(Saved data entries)
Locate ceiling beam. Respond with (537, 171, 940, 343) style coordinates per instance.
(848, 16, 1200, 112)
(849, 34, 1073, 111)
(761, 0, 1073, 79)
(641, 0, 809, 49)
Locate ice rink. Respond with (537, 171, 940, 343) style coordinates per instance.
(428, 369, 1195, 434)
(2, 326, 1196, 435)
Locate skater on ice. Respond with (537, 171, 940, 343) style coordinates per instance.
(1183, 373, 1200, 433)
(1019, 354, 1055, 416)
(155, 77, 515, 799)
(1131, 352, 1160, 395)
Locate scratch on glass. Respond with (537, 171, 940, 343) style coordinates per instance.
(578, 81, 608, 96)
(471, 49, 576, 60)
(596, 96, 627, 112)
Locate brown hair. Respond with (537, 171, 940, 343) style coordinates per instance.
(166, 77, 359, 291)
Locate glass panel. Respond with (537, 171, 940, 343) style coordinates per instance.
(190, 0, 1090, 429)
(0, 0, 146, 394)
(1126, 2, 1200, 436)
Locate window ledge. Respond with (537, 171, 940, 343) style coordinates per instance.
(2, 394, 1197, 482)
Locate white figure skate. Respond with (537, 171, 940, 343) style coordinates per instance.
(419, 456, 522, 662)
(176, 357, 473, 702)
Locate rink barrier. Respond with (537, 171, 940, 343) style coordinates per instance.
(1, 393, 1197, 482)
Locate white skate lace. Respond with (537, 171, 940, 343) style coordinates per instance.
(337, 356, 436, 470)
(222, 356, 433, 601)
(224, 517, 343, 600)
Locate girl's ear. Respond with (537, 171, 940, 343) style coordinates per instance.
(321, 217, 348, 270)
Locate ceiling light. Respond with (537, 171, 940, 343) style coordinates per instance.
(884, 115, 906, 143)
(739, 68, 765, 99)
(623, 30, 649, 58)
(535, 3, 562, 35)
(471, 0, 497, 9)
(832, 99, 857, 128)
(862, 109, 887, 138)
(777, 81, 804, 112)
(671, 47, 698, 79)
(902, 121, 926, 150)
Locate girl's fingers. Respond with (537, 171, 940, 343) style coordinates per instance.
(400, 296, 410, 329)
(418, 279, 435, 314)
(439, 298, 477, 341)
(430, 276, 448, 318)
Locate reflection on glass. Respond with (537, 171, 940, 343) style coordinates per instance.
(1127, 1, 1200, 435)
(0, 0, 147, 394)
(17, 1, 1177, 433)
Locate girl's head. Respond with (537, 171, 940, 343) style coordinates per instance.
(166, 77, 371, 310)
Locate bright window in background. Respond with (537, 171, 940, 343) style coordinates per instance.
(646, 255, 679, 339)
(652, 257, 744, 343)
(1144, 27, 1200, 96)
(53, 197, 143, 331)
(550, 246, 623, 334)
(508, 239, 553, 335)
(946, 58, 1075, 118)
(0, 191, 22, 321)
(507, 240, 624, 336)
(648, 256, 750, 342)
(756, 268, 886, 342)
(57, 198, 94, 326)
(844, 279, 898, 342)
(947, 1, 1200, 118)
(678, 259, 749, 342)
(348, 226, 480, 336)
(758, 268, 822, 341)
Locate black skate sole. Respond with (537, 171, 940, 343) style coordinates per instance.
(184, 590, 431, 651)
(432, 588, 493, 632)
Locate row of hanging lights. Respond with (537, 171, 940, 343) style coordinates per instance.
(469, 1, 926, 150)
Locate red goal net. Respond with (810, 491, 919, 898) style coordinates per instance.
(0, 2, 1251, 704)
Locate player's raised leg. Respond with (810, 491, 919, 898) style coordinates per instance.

## EXERCISE REQUIREMENTS:
Every record must be retyped so that it matches the original exactly.

## YOUR SOLUTION:
Locate ceiling beam. Respond with (537, 171, 940, 343) style coordinates per instance.
(848, 16, 1200, 112)
(849, 34, 1073, 111)
(761, 0, 1073, 79)
(641, 0, 809, 49)
Locate ice rink. Respond with (537, 171, 940, 343) style coordinates per instance.
(428, 369, 1195, 434)
(2, 326, 1196, 435)
Locate skater on ice. Respond with (537, 171, 940, 343) style coordinates per instance.
(1183, 373, 1200, 433)
(1019, 354, 1055, 416)
(155, 77, 515, 799)
(1131, 352, 1160, 395)
Locate scratch on glass. Respond with (537, 171, 940, 343) style coordinates per instance.
(578, 81, 608, 96)
(471, 49, 576, 60)
(596, 96, 627, 112)
Locate brown hair. Respond with (537, 171, 940, 343) style coordinates per instance.
(166, 77, 359, 291)
Locate glass panel. Respond with (537, 171, 940, 343) style coordinates per instance.
(190, 0, 1090, 429)
(0, 0, 146, 394)
(1126, 2, 1200, 436)
Locate window ledge. Respond with (537, 171, 940, 343) style coordinates per instance.
(2, 394, 1197, 482)
Locate white figure skate. Respond with (537, 171, 940, 343) style coordinates per instance.
(419, 456, 522, 662)
(176, 357, 473, 702)
Locate rink barrier. Respond with (537, 171, 940, 343) style coordinates per instance.
(1, 393, 1197, 482)
Locate white skate lace. Respond with (537, 171, 940, 343) style coordinates per instance.
(337, 356, 436, 470)
(222, 356, 433, 601)
(224, 517, 343, 600)
Locate girl's ear. Respond with (537, 171, 940, 343) style coordinates per instance.
(321, 217, 348, 270)
Locate ceiling light. Respond with (537, 171, 940, 343) style coordinates per instance.
(884, 115, 906, 143)
(739, 68, 765, 99)
(623, 30, 649, 58)
(535, 3, 562, 35)
(471, 0, 497, 9)
(832, 99, 857, 128)
(862, 109, 887, 138)
(777, 81, 804, 112)
(671, 47, 698, 79)
(902, 121, 926, 150)
Locate girl's fingers. Respond with (537, 171, 940, 343) style coordinates per instance.
(400, 296, 410, 329)
(418, 279, 435, 314)
(439, 298, 477, 341)
(430, 276, 448, 318)
Locate reflection on glass. Respond with (537, 171, 940, 343) style coordinates per instance.
(1127, 1, 1200, 435)
(0, 0, 147, 394)
(17, 1, 1177, 433)
Locate girl's head. Respond with (537, 171, 940, 343) style coordinates per instance.
(166, 77, 371, 310)
Locate bright window in background. Respond with (537, 171, 940, 343) style coordinates per instance.
(646, 255, 679, 339)
(652, 257, 744, 343)
(1144, 27, 1200, 96)
(53, 197, 143, 331)
(550, 246, 623, 334)
(508, 239, 553, 335)
(946, 58, 1075, 118)
(0, 191, 22, 321)
(507, 240, 624, 336)
(648, 256, 750, 342)
(756, 268, 886, 342)
(57, 198, 94, 326)
(844, 279, 898, 342)
(947, 1, 1200, 118)
(678, 259, 749, 342)
(348, 226, 480, 336)
(758, 268, 822, 341)
Locate black skate sole. Respond with (537, 171, 940, 343) style coordinates per instance.
(184, 590, 431, 651)
(432, 588, 493, 632)
Locate row of hanging lights. Respond with (537, 171, 940, 343) style coordinates per instance.
(469, 1, 926, 150)
Locate red goal net. Respond with (810, 491, 919, 898) style coordinates per instance.
(0, 2, 1251, 704)
Locate player's raised leg. Respond with (810, 491, 919, 898) style coordinates per instance.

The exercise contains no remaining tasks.